## GEKOZEN FRAGMENT
········

Kamrebrief inzake het verslag van de RAZEB van 27 april 2009
08-05-2009 | Kamerstuk | Nederlands Ministerie van Buitenlandse Zaken
Graag bieden wij u hierbij het verslag aan van de Raad Algemene Zaken
en Externe Betrekkingen van 27 april 2009.
De Minister van Buitenlandse Zaken, De Staatssecretaris voor Europese
Zaken,
Drs. M.J.M. Verhagen Drs. F.C.G.M. Timmermans
Verslag van de Raad Algemene Zaken en Externe Betrekkingen (RAZEB) van
27 april 2009
Algemene Zaken
Kroatië
De Raad besprak de patstelling in de toetredingsonderhandelingen
tussen de EU en Kroatië als gevolg van de Sloveense blokkade op een
tiental onderhandelingshoofdstukken. Commissaris Rehn gaf een
overzicht van zijn pogingen om in het (grens)geschil tussen Kroatië en
Slovenië te bemiddelen. Hij stuurt aan op een politiek akkoord om het
geschil via arbitrage op te lossen. Dit politiek akkoord zou volgens
Rehn aan de Sloveense en Kroatische parlementen moeten worden
voorgelegd, waarna Slovenië de blokkade op de
toetredingsonderhandelingen zou opheffen. Goede wil van Slovenië en
Kroatië is nodig om tot een constructieve oplossing te komen.

········

## KORTE OPDRACHT
Herhaal woord voor woord het stuk uit het verslag van "Kamrebrief inzake het" tot en met "27 april 2009.". Het materiaal hierna komt uit een andere bron.

········

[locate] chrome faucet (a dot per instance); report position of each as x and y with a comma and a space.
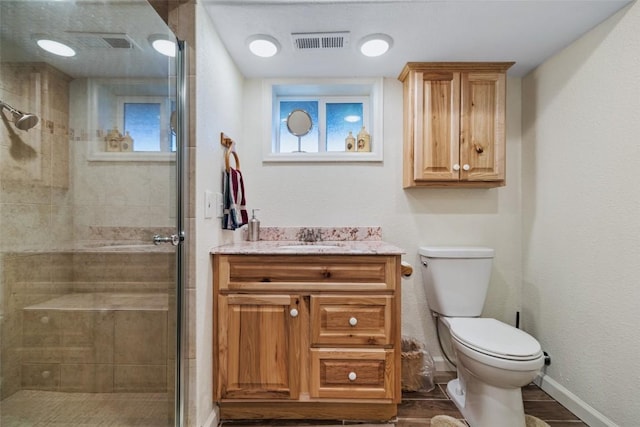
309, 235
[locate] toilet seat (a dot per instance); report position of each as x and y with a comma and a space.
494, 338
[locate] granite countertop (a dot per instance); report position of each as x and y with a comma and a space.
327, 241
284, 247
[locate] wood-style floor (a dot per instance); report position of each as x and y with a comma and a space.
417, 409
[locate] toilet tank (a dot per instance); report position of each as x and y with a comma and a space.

········

## HET RESULTAAT
Kamrebrief inzake het verslag van de RAZEB van 27 april 2009
08-05-2009 | Kamerstuk | Nederlands Ministerie van Buitenlandse Zaken
Graag bieden wij u hierbij het verslag aan van de Raad Algemene Zaken
en Externe Betrekkingen van 27 april 2009.